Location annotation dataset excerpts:

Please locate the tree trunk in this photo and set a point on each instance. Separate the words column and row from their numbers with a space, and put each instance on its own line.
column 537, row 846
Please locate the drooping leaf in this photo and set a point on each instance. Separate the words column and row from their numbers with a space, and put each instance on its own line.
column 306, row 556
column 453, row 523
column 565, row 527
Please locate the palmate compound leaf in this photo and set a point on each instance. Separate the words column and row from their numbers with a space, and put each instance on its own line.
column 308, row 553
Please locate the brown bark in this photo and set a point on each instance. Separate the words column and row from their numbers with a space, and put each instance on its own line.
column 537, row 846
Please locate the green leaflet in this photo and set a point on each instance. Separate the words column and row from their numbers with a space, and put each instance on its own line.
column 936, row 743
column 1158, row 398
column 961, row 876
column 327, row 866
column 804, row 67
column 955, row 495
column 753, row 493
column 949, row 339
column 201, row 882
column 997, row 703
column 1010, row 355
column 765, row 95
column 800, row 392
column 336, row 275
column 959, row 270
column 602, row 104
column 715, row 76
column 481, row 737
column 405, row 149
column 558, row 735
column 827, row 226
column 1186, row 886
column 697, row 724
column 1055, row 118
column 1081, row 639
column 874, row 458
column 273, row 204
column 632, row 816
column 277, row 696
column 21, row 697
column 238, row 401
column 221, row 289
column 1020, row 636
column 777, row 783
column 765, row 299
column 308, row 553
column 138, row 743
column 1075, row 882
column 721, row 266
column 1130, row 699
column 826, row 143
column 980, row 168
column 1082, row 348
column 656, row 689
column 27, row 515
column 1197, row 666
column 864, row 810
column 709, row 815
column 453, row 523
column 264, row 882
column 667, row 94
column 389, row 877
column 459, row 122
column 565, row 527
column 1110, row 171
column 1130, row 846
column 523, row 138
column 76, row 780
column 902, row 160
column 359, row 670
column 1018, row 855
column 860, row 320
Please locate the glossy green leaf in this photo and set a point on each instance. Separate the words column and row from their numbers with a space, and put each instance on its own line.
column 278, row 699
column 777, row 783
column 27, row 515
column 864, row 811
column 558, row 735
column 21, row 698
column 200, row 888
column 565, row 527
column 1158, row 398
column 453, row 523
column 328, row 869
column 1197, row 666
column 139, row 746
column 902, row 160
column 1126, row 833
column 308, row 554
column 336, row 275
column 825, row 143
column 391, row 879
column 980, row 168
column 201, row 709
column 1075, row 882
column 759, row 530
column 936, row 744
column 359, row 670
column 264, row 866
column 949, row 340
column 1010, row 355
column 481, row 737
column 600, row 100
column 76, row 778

# Objective
Reproduce the lines word for word, starting at the one that contains "Please locate the glossy" and stopping after the one that contains "column 949, row 340". Include both of those lines.

# Solution to this problem
Please locate the glossy green leaf in this photo and set a point on each instance. Separate the words column and row from their numbers with a space, and put each instance on its own line.
column 278, row 699
column 777, row 783
column 27, row 515
column 864, row 811
column 558, row 735
column 21, row 698
column 200, row 888
column 565, row 527
column 1158, row 398
column 453, row 523
column 328, row 869
column 1197, row 666
column 139, row 746
column 902, row 160
column 1126, row 833
column 308, row 554
column 336, row 275
column 825, row 143
column 391, row 879
column 980, row 168
column 201, row 709
column 1075, row 882
column 759, row 530
column 936, row 744
column 359, row 670
column 264, row 866
column 949, row 340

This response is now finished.